Task goal:
According to the article about the Ridges, in what year were the facilities in the Ridges closed for Behavioral Healthcare?

The Ridges of 2009 contrasts sharply with the image of the old Ridges. For one: it isn’t in the Ridges. This is the Appalachian Behavioral Healthcare building, and it is located in the shadow of its predecessor, nestled safely between the Hocking River and Union Street. The facilities in the Ridges were closed for Behavioral Healthcare in 1994, and the in-patients were relocated to the new, smaller and less imposing center. A handful of patients from the merger still remain in the facility, going about their day-to-day business as if they never moved.
Secondly, “The Ridges” never existed — at least not the way it does in the Athenian imagination.
The Ridges of Athens’ imagination is synonymous with pain, suffering and horror. The Ridges of Athens’ imagination is filled with souls of the damned wasting away until judgment day. The Ridges of Athens’ imagination is where spirits of the mistreated and misunderstood mentally ill cry out for justice in the night, sharpening their scythes in the name of vengeance.
But the Ridges of Athens’ reality resembled Christmas at grandma’s house more than the medieval torture orgy most believe it to be.
“The creation of the Ridges was a joyous thing,” Eberts explained, “The mentally ill had the dignity of raising their own food and providing for themselves. It was a glorified group home. They did potlucks, interacted with each other and watched movies.”
Potlucks and movies don’t scream “eternal damnation.” Pre-1950, the Ridges was a community for the mentally ill of southeast Ohio. It was a place for them to grow their own food and take care of themselves without the pressures of the outside. Post 1950, treatment became more realistic with the effectiveness of Thorazine-based drugs. And by 1994, enough people had moved to outpatient residential options that the massive facility no longer was needed.
Today, perceptions have changed. Mental illness no longer is equivocated with horror. Every college student who has taken a Psych 101 class can define depression. Knowledge is creeping into the mainstream. But still, stigma exists.
To witness the second floor of the Behavioral Healthcare center, you have to sign two documents: one hospital-policy, one governmental decree — both promising silence. You have to agree not to take any recording equipment to the second floor. You cannot divulge the names of anyone you meet.
Their lives are secret and their names are unknown, just like the headstones that litter the landscape of the Ridges. But unlike those headstones, they are very much alive.
You just wouldn’t know it. Confidentiality dictates that you cannot see them. Stigma dictates that you cannot know them.
She’s back on the rear porch of Baker. Everything is different this time. It is the end of the day instead of the beginning, the weather feels like autumn instead of summer, and the tables surrounding her are mostly empty instead of full. But she says that she feels the same.
“Nothing’s really changed since the last time I talked to you, you know,” she said.
A beat passes.
“I did see someone at Hudson. … He was supposed to be pretty good with borderline personality disorders. I came into his office, and I started talking to him about serious stuff. And at the end of the session he said, ‘I don’t see that you have much hope.’ ‘Do you want to treat me?’ I asked. ‘Not if you’re going to come here and whine everyday,’ he said.”
She has seen this psychologist twice. And she is going to see him again. She doesn’t know if she has any other options. He says he can help, and she knows she needs it. She wants it.
The interview is over. She stands up to leave. I ask her if I can publish her name along with her mental illness for my story.
Her first name is Alex. Her last name is lost to stigma.

Supplied material:

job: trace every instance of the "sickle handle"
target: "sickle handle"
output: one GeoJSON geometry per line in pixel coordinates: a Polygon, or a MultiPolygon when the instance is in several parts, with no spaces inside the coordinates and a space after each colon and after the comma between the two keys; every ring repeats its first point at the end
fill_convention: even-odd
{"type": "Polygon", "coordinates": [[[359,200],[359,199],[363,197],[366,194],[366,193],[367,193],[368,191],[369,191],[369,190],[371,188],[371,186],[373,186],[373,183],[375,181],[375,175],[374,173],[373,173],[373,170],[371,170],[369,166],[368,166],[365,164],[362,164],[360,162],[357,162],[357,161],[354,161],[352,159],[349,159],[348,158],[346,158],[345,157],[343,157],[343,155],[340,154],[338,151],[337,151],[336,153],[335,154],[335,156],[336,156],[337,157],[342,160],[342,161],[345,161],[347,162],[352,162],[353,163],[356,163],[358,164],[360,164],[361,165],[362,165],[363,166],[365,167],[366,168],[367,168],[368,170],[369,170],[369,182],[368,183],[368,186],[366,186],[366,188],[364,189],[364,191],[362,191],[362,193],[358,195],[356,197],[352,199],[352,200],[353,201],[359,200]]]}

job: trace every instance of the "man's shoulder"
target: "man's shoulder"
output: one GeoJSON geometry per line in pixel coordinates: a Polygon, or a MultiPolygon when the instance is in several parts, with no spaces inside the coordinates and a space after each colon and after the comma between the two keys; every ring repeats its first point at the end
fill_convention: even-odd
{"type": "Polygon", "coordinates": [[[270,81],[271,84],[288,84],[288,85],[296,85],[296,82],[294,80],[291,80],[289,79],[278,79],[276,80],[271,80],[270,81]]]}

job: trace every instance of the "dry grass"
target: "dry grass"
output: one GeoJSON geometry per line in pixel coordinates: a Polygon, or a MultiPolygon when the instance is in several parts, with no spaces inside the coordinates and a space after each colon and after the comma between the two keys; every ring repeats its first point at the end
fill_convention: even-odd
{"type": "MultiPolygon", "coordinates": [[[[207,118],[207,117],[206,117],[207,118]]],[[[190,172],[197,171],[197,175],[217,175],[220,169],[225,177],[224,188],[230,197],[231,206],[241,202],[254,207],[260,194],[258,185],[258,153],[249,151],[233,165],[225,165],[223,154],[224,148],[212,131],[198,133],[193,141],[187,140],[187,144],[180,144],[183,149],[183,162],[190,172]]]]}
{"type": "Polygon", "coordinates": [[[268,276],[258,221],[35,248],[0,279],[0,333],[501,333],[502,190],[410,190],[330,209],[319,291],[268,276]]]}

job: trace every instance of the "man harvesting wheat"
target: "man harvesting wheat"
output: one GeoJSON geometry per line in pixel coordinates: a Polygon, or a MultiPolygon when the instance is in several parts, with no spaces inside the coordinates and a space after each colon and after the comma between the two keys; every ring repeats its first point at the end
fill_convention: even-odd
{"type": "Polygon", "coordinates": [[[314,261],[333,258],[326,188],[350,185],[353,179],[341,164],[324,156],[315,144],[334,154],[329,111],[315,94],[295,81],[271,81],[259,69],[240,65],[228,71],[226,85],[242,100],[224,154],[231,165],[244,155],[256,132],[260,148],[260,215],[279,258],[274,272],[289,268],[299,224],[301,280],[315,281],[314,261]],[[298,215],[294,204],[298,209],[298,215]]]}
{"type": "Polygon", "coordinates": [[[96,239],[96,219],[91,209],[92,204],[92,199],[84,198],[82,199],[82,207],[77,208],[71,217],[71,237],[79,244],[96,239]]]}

Answer to the problem:
1994